- [Challenge 1]
Answer these questions from the article on Dwyane Wade's championship:
(a) Which other player on this Heat team can also say he has two championships?
(b) In which season of his career was Wade when he won the 2006 title?
(c) Which team beat Wade in a Game 7 in the conference finals the year before that first title?

MIAMI – Dwyane Wade celebrated this championship like no other member of the Miami Heat’s Big Three could.
For him, there was some familiarity to it. He’d been there before, danced after the final horn before, soaked himself and teammates in champagne before and proudly hoisted that golden trophy before.
So as the seconds were ticking down on the clock Thursday night, with the game and the title well in hand, Wade put up two fingers on each hand and raised his eyebrows.
Wade has two championships now. It’s something only he and Udonis Haslem can say on this Heat team, but it’s nothing he’ll flaunt too boldly, so as not to take away from the sense of accomplishment felt by LeBron James, Chris Bosh and the rest of the first-time champions.
Besides, in a sense, this ride felt very much like a new experience for Wade.
Unlike 2006, when Wade, in his third season, was still surprising the league with his immense talents and almost playing without a care in the world.
He had veteran teammates everywhere he looked playing the roles of leaders, mentors and teachers then. He had zero pressure to win it all — certainly nothing compared to the albatross the 2011-12 Heat had hovering over them. The bumps on his road to that title included one difficult Game 7 loss to the Pistons in the conference finals the year before, but that’s about it.
This time around, Wade was in a different role on the floor, in a different place in life and playing for so much more than himself.
“So much more,” Wade said when asked how much more meaningful this championship is. “You know, I’ve been through a lot.”

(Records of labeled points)
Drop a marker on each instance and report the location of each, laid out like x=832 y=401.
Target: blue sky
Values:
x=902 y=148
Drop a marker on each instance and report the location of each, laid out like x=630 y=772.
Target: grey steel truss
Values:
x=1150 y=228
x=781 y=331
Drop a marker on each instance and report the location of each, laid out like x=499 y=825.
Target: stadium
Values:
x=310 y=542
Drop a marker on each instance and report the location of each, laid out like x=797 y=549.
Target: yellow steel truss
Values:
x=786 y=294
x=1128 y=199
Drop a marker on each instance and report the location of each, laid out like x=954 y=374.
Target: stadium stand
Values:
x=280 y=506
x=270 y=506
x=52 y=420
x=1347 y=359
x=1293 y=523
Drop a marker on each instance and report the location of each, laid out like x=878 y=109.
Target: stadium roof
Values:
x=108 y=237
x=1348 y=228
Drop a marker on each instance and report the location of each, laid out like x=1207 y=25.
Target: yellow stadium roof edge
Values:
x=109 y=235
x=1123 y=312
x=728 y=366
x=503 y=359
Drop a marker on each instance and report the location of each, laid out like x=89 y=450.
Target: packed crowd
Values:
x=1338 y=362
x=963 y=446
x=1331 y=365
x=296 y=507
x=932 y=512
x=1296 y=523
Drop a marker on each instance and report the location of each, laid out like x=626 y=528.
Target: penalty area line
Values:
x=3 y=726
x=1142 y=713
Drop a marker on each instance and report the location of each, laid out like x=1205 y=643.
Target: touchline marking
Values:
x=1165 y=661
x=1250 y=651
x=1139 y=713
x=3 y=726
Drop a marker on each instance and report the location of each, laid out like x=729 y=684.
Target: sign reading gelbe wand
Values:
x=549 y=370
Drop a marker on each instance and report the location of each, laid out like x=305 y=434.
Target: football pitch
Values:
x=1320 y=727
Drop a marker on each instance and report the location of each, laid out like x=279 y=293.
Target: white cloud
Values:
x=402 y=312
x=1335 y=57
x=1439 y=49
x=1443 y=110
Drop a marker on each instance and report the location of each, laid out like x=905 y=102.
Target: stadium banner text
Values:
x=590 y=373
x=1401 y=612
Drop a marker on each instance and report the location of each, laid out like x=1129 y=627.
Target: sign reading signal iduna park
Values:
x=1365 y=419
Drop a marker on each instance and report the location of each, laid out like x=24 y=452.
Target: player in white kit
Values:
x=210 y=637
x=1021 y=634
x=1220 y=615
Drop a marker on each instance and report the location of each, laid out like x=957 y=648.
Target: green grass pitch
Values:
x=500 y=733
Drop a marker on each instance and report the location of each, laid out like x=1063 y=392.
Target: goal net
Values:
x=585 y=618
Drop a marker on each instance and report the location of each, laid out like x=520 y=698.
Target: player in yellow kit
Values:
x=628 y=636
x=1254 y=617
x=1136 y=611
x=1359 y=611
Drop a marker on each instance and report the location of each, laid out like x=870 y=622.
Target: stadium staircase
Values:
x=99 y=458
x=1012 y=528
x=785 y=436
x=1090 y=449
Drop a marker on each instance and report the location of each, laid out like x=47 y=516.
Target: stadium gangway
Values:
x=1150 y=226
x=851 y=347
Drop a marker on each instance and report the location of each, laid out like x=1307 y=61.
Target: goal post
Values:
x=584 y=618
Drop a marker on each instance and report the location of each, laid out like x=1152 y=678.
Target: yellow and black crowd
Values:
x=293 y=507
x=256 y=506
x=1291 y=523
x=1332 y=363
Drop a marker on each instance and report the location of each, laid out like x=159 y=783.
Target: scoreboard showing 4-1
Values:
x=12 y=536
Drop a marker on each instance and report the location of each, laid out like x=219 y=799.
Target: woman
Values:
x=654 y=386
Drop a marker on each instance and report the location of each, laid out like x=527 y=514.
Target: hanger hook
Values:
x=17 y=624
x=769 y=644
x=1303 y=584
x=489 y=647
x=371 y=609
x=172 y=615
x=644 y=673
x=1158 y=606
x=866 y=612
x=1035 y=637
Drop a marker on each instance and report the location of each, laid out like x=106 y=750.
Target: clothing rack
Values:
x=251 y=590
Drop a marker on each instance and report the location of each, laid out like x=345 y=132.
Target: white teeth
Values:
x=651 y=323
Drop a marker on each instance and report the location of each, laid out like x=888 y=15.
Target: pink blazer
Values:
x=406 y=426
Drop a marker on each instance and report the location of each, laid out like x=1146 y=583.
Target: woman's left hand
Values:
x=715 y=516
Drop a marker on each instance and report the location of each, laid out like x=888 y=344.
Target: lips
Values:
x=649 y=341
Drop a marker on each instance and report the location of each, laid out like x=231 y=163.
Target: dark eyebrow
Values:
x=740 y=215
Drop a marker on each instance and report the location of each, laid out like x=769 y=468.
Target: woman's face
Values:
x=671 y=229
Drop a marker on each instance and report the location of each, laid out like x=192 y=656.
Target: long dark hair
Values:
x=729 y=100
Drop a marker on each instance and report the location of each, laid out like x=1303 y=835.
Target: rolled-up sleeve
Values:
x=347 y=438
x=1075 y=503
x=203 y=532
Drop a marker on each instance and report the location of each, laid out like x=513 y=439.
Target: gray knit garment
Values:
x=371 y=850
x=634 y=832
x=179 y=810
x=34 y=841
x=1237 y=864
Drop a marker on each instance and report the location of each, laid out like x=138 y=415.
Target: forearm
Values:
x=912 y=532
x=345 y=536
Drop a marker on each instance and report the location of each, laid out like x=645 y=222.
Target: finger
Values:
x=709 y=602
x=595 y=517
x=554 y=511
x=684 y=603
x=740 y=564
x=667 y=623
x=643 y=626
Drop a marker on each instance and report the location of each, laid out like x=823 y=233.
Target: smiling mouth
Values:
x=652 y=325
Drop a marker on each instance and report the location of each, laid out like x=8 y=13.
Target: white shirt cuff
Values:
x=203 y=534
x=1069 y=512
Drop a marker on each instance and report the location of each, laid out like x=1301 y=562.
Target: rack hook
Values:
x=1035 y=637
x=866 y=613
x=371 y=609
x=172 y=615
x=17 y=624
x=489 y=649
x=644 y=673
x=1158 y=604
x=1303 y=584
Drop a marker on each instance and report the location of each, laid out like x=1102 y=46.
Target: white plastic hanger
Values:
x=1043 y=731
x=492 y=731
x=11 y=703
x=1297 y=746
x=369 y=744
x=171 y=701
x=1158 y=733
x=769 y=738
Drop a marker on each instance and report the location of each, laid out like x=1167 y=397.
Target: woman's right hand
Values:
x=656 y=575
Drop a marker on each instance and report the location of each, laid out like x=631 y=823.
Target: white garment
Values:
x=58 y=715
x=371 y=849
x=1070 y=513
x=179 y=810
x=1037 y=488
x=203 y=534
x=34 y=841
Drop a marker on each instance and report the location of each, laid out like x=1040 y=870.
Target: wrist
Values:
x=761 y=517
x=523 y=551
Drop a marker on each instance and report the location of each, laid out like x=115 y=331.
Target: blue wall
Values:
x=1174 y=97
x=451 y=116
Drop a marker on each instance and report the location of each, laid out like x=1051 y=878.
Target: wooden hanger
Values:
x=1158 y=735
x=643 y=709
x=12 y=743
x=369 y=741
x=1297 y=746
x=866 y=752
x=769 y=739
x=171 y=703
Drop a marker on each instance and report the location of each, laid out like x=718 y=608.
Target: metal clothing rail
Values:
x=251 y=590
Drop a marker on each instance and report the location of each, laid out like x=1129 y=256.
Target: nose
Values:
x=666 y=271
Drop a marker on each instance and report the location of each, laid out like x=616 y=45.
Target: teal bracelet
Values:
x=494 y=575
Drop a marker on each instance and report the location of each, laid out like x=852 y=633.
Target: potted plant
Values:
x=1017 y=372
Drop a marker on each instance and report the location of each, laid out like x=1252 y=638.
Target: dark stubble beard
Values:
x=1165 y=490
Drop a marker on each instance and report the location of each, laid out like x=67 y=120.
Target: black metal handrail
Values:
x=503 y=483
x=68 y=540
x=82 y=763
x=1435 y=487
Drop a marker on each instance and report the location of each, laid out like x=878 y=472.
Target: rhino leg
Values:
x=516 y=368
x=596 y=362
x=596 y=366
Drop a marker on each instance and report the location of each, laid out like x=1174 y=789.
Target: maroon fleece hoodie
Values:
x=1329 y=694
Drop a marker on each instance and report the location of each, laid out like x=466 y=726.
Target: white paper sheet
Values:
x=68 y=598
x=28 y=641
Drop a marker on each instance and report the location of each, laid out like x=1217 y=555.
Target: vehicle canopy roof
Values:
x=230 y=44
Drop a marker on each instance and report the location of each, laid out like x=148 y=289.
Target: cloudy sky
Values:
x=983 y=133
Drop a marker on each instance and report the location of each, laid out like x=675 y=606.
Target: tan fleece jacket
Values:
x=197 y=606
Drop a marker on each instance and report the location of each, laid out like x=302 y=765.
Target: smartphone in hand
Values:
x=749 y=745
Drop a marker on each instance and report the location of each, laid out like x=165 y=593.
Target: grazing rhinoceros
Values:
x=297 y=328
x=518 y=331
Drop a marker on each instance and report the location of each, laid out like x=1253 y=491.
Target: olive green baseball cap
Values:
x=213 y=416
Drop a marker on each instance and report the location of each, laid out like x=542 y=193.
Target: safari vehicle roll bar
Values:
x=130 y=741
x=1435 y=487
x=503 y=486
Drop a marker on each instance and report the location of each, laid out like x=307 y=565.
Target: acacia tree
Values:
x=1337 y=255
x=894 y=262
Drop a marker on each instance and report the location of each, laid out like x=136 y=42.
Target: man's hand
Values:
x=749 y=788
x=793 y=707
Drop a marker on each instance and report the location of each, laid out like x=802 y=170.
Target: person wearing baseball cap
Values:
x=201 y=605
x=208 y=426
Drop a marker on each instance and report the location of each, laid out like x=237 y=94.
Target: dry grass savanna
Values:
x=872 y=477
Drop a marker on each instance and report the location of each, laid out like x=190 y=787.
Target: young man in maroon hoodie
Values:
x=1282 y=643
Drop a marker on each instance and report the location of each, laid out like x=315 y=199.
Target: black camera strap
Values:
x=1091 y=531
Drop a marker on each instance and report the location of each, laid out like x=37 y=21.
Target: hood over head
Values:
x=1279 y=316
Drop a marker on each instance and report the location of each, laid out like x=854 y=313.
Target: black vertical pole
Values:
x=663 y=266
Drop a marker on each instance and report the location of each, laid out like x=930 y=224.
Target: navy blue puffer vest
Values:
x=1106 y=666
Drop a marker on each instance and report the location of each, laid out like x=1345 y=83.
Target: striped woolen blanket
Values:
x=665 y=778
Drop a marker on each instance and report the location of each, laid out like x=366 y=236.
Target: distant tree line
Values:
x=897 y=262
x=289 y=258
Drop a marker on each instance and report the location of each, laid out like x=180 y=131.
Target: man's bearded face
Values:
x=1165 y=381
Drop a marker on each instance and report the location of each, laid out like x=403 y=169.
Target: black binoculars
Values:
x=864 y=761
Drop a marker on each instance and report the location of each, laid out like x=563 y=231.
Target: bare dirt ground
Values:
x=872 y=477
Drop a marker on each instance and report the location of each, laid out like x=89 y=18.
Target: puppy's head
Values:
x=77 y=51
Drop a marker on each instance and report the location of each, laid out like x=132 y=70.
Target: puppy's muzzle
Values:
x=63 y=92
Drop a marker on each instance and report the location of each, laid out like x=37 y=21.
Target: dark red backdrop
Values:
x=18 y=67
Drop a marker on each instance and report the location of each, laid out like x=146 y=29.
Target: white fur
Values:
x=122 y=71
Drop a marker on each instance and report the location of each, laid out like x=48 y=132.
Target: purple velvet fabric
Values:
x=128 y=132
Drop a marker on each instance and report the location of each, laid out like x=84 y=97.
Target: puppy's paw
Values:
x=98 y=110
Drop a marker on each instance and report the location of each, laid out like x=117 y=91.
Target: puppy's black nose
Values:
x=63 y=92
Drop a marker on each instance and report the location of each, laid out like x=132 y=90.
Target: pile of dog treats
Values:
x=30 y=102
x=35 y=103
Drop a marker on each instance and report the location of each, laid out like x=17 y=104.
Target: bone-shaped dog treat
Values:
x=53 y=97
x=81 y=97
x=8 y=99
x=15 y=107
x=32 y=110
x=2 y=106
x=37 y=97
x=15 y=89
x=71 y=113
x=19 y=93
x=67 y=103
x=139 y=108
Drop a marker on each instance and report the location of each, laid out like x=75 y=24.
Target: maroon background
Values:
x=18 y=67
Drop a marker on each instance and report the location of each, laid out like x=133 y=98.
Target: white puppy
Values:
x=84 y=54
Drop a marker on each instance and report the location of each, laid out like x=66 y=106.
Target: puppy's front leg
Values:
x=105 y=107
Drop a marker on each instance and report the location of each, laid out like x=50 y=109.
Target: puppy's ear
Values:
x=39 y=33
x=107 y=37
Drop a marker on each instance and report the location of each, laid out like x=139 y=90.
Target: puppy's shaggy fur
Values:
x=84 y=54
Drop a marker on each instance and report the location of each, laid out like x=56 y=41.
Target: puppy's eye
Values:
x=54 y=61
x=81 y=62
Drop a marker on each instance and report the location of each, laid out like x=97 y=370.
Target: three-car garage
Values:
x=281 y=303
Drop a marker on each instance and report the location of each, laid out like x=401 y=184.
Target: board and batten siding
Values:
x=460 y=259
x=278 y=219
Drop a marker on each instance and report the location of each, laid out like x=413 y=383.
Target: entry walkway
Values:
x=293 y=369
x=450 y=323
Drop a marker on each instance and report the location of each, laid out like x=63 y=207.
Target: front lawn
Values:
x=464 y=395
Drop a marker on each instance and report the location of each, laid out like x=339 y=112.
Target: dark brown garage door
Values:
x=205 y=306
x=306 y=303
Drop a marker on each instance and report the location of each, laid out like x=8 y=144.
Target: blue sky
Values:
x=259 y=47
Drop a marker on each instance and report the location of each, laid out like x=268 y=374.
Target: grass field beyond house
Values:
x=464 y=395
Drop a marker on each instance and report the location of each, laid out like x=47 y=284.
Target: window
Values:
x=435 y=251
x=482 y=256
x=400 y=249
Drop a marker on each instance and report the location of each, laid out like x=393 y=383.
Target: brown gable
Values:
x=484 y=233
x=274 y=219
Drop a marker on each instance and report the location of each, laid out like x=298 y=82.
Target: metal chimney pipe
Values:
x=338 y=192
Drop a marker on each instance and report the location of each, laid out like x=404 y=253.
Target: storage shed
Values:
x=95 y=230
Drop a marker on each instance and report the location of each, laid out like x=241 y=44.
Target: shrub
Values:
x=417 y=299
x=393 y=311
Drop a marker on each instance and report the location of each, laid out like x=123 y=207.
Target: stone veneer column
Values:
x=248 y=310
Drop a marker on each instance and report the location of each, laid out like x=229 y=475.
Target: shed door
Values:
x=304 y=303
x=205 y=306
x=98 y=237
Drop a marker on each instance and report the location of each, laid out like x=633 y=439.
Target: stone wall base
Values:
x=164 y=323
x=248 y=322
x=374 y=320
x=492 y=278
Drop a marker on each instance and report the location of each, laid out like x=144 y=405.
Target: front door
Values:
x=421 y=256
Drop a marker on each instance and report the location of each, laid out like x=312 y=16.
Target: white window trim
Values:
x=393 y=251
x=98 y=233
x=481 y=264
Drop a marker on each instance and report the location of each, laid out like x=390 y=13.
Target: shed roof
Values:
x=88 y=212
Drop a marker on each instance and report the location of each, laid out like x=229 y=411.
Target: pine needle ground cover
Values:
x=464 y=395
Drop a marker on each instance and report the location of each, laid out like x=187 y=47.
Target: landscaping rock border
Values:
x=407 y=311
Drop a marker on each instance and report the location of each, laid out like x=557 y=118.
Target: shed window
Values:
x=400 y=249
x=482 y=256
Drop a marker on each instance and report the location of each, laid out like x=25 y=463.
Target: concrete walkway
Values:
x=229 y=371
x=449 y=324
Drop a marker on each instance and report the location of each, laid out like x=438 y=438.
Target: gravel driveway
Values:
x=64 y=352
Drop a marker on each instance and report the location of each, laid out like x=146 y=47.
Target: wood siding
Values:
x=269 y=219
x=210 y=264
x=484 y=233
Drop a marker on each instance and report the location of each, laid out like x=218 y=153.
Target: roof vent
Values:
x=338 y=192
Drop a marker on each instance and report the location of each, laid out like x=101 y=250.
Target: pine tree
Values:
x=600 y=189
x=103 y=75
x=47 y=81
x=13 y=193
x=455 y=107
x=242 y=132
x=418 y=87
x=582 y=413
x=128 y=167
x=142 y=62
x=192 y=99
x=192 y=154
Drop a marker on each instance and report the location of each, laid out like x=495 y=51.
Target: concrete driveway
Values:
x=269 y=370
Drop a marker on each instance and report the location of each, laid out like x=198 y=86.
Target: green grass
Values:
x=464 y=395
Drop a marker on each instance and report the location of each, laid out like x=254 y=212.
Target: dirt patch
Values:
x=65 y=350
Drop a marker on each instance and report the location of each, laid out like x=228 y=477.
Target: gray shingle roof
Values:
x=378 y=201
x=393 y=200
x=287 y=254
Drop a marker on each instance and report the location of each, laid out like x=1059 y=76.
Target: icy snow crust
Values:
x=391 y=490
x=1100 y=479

- [Challenge 2]
Count how many lines of the records contain the string "shed", and give only that number.

- [Reply 1]
(a) Udonis Haslem
(b) His third season
(c) The Pistons

- [Reply 2]
4